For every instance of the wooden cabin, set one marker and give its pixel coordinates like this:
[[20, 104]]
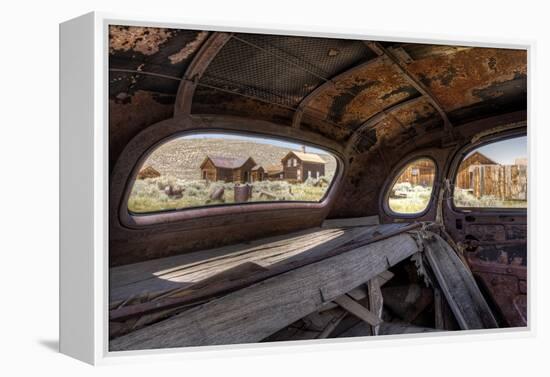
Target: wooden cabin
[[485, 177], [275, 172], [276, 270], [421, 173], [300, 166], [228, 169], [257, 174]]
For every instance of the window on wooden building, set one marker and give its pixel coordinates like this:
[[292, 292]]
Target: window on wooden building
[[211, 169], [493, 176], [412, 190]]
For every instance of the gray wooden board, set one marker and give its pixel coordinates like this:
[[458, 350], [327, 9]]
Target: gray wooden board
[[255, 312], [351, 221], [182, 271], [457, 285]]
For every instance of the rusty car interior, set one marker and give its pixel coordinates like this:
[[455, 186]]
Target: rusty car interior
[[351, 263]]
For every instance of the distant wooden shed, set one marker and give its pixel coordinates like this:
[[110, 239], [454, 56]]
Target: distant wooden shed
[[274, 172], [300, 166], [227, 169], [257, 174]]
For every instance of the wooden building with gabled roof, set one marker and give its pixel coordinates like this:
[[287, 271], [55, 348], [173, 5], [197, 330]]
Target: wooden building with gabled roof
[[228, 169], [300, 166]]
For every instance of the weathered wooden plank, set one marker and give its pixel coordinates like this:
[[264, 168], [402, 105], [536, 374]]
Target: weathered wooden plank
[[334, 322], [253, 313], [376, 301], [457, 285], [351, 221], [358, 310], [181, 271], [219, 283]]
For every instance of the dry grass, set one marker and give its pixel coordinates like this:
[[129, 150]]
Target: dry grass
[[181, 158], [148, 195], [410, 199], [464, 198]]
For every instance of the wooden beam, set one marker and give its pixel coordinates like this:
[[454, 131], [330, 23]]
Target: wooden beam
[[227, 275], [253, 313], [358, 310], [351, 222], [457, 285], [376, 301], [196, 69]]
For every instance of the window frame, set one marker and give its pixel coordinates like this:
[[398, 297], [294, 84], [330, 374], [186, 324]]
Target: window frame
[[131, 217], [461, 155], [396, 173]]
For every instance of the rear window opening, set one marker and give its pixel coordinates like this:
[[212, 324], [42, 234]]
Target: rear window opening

□ □ □ □

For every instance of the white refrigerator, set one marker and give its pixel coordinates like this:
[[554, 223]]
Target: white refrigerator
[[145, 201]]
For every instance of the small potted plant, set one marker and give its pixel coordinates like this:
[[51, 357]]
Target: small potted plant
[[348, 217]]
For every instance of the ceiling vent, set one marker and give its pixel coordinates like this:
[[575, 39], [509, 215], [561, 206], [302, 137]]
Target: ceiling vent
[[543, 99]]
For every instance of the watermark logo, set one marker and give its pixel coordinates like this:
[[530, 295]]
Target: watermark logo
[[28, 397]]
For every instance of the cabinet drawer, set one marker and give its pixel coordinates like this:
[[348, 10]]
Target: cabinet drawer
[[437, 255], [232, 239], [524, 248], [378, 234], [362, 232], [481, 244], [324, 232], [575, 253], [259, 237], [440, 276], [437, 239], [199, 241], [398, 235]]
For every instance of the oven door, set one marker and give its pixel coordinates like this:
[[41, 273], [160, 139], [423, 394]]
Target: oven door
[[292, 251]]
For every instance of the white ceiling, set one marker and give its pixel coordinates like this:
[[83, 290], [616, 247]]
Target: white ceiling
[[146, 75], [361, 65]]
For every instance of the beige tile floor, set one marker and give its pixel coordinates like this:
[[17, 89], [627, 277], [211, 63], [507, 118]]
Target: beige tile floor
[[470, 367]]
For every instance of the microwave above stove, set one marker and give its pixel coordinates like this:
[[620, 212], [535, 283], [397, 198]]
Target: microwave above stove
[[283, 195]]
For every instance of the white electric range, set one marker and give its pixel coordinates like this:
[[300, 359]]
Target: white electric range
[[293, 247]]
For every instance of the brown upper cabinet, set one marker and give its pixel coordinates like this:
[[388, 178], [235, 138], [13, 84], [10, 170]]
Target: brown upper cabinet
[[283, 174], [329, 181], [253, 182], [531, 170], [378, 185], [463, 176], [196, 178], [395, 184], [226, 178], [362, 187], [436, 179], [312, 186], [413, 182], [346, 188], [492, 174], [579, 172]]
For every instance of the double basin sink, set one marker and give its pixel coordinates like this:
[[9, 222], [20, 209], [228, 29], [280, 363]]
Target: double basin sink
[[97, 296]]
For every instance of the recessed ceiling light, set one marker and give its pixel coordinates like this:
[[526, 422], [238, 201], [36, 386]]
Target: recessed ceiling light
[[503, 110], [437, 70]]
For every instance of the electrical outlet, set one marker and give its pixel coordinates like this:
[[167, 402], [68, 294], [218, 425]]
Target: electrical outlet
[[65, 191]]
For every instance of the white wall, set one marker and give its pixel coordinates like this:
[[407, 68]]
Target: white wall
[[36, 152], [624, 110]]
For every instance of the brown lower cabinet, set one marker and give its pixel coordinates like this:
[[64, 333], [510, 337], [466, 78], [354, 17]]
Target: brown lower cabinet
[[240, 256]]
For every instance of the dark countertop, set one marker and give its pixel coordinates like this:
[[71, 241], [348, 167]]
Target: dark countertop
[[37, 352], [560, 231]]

□ □ □ □

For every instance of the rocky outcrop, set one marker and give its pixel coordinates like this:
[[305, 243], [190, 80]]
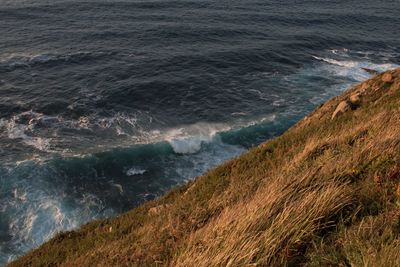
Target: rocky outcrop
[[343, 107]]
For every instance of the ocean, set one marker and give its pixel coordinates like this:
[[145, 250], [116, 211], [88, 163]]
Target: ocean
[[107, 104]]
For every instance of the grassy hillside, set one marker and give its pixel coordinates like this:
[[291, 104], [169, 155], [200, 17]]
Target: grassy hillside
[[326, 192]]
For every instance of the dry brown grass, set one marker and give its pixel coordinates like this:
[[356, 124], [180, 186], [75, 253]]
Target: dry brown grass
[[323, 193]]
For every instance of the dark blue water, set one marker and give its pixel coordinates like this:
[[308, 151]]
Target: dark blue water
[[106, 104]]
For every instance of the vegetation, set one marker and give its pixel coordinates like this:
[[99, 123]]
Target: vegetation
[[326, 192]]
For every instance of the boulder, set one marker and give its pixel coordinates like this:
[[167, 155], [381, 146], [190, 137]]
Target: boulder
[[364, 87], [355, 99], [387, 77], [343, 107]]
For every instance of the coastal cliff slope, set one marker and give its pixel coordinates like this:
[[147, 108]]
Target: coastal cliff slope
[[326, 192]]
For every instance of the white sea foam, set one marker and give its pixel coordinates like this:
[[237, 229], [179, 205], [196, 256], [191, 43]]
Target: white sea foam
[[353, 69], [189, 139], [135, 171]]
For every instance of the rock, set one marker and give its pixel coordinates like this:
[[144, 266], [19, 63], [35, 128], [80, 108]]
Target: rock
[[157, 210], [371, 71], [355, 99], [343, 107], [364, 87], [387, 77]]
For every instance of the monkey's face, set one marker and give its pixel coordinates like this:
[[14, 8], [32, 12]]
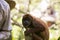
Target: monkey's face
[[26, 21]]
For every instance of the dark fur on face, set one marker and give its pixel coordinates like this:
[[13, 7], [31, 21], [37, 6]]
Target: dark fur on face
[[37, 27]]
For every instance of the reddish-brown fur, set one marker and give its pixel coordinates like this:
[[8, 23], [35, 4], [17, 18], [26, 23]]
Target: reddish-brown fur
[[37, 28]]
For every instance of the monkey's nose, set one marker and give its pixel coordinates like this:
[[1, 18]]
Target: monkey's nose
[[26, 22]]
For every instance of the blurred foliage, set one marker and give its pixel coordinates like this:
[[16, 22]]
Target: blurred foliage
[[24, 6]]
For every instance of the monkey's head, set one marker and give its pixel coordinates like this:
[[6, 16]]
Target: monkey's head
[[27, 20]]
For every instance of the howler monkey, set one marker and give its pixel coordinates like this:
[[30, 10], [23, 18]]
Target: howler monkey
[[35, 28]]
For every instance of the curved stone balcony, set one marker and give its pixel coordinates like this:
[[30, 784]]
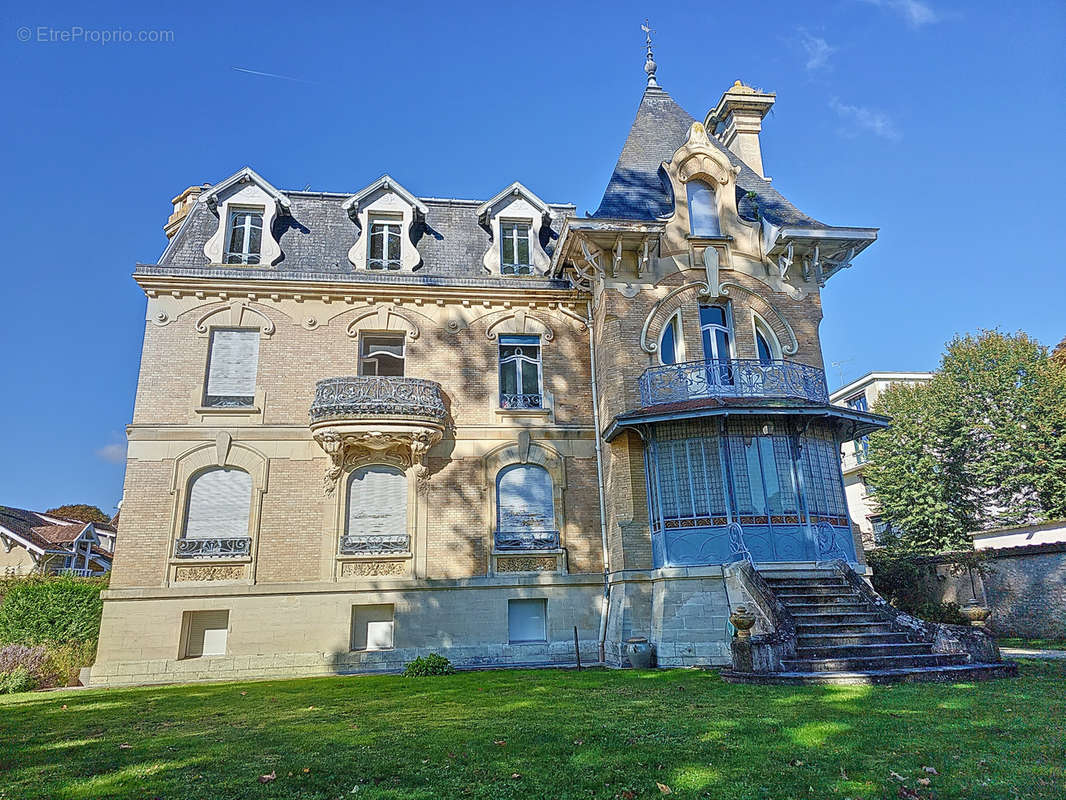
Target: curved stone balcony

□ □ □ □

» **Exercise description**
Rewrite the stretch from the line that contains "For every instance of the microwave" through the line that contains "[[503, 110], [437, 70]]", replacing "upper cabinet" with "wall cabinet" and leaving everything else as it stands.

» **The solution**
For every instance of the microwave above stove, set one marker and give its pixel coordinates like this:
[[620, 212], [535, 283], [397, 198]]
Target: microwave above stove
[[283, 195]]
For every instance of the white electric range, set one marker and give its pixel coordinates like this:
[[300, 359]]
Target: white electric range
[[293, 247]]
For every instance of the brown wall cabinet, set one marker and give its pixel coordinates like this:
[[388, 178], [235, 138], [13, 84], [10, 170]]
Target: brown wall cabinet
[[283, 174], [329, 181], [253, 182], [531, 170], [378, 185], [463, 176], [196, 178], [395, 184], [226, 178], [362, 187], [436, 179], [312, 186], [413, 182], [346, 188], [492, 174], [579, 172]]
For every instance of the double basin sink, set one marker and give its pixel coordinates like this:
[[9, 222], [20, 209], [228, 29], [280, 363]]
Target: double basin sink
[[97, 296]]
For every instance of the recessed ceiling light, set one marker and give its pixel coordinates like this:
[[526, 422], [238, 201], [36, 386]]
Target: recessed ceiling light
[[503, 110], [437, 70]]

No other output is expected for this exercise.